Provided text:
Applying his own extensive experience as an angler, Mr. Richards was able to increase the revenue from fishing licenses and leases of salmon reserves to wealthy Canadian and American sportsmen within a few years from $16,000 to almost $100,000. In 1928, indeed, the proceeds exceeded that amount. This he accomplished by auctioning the choice sections of the Restigouche, Miramichi and other salmon-running streams; for a twomile stretch of the Restigouche the payment last year was $21,000. At the same time he managed to withdraw a number of previously leased sections and threw them open to the public on the basis of rod license.

Premier Richards probably would be the first to admit that Baxter’s return from Ottawa in 1925 was a fortuitous event, for the experience he gained as a departmental head has given him a thorough and practical insight into government administration which he would have missed had he stepped from opposition directly into the premier’s chair. Further, it provided ample scope to convince any sceptics of his capacity as a debater and defender of government policies. Through fopr by-elections and the general election last year, from which the government emerged in a practically unchanged position, he showed himself an adroit shockabsorber as well as an aggressive crusader. There were such explosive issues as government liquor control which had been established without the blessing of popular referendum, and the Grand Falls development, now New Brunswick’s favorite source of party recrimination. On the subject oi liquor, Premier Richards assures the people that the control system amounts to “sane temperance legislation.”

The legacy of policies and problems left him by his predecessor together with plans initiated by himself, the new premier told me, will be enough to go on with at present without thinking up anything new.

“But conditions never are stationary,” he observed, “and new features and new issues are bound to arise. But certainly under present circumstances we shall not spend any more money than is necessary for the maintenance of reasonably efficient public service. Governments, after all, are much like individuals; their expenditures must bear a sensible relation to revenues. Of course, a situation might arise on account of serious unemployment to make it necessary to carry on special undertakings.”

Try it: Please continue the profile of New Brunswick's Premier Richards above, picking up right after his remarks about spending and unemployment.

Records supplied:
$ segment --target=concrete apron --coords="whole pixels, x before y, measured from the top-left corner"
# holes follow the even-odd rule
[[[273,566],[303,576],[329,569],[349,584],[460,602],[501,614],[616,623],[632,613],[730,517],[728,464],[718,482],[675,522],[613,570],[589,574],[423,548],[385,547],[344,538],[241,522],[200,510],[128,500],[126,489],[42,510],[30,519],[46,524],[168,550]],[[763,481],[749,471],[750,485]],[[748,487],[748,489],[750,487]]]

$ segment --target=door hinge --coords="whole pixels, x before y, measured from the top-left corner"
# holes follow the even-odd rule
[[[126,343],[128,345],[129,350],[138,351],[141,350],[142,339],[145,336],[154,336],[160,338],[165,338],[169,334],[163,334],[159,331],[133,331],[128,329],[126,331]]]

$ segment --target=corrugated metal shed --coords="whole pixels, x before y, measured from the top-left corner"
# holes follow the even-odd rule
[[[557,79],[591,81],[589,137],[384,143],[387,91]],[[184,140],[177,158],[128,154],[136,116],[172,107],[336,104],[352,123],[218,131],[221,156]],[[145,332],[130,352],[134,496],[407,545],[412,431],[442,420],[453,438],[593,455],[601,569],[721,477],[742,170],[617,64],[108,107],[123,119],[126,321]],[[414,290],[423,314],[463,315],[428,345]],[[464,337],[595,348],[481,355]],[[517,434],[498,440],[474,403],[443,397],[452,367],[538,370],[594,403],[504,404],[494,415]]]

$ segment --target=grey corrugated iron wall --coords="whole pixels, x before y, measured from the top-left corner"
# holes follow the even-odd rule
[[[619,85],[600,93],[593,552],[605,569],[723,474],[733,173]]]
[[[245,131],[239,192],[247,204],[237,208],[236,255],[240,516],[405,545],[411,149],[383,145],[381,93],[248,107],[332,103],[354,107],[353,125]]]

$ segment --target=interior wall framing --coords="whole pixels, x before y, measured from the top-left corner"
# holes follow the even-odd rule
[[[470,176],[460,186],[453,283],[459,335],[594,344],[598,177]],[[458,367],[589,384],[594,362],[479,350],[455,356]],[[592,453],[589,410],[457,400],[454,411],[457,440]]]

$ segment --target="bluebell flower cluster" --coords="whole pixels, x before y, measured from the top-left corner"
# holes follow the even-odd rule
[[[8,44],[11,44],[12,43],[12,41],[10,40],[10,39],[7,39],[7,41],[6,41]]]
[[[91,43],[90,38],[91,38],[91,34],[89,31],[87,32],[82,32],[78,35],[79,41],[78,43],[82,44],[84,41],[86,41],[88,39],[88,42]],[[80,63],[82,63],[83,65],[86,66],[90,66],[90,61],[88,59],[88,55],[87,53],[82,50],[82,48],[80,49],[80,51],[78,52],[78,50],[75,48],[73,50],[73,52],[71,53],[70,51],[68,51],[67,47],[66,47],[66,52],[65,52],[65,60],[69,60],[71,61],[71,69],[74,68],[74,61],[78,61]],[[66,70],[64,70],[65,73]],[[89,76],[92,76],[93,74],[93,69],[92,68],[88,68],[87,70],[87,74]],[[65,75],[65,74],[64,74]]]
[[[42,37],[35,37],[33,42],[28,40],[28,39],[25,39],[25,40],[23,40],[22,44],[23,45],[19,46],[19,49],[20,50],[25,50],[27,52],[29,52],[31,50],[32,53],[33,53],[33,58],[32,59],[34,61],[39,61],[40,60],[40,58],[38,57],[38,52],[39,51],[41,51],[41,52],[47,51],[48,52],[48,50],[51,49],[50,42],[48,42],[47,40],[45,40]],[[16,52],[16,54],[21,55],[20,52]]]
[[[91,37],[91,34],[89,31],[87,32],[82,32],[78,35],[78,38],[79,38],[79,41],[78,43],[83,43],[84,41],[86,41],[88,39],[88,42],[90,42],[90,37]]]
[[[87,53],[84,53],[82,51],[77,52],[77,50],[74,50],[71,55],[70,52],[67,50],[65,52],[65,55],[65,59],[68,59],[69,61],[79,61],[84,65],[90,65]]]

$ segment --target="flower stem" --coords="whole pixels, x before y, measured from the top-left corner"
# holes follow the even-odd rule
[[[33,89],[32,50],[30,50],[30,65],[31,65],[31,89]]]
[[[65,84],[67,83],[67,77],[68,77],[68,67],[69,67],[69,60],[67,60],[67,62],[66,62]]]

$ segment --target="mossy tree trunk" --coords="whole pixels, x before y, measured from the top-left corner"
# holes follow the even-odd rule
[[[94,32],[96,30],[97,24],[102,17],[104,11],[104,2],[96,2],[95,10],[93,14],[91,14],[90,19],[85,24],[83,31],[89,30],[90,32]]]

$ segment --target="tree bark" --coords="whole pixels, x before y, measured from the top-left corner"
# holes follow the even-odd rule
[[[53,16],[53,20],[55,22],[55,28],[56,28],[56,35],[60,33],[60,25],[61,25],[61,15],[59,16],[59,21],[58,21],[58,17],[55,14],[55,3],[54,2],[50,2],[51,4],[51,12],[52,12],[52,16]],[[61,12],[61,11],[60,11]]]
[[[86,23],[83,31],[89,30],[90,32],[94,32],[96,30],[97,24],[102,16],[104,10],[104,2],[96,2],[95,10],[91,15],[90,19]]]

Result:
He defined the two chief problems of New Brunswick as those relating to agriculture and lumbering.

“This province,” he said, “should at least produce sufficient from the farms to supply its own people. It is necessary for us to repopulate the deserted lands and we are trying to attract a superior class of agricultural settlers from Great Britain and the Scandinavian countries. Those who have come to us from Denmark have made an especially fine impression. It is essential that those who come should have real practical farm experience. There is opportunity for further development particularly in horticulture, stock-raising and dairying, and there is no reason why we should not develop a fair-sized export trade in farm products, especially with South American countries.

“The lumber industry is second only to agriculture,” he went on, “and for some time past it has been suffering severe depression. This condition, however, is not a local one. But we are perhaps fortunate in this province in one respect. Last year more than 400,000 cords of pulpwood, which is about 200.000,000 feet, were consumed in our mills. This is a record for us. For this reason consideration must be given by the government to the completion of our pulp and paper development. Provision also must be made for the maintenance of the long lumber industry in those areas suitably adapted.”

Premier Richards said tnat a reduction of approximately one dollar per thousand in the various stumpage rates, effected in co-operation with the federal department of the interior, had resulted in increased employment in the woods by stimulating logging operations.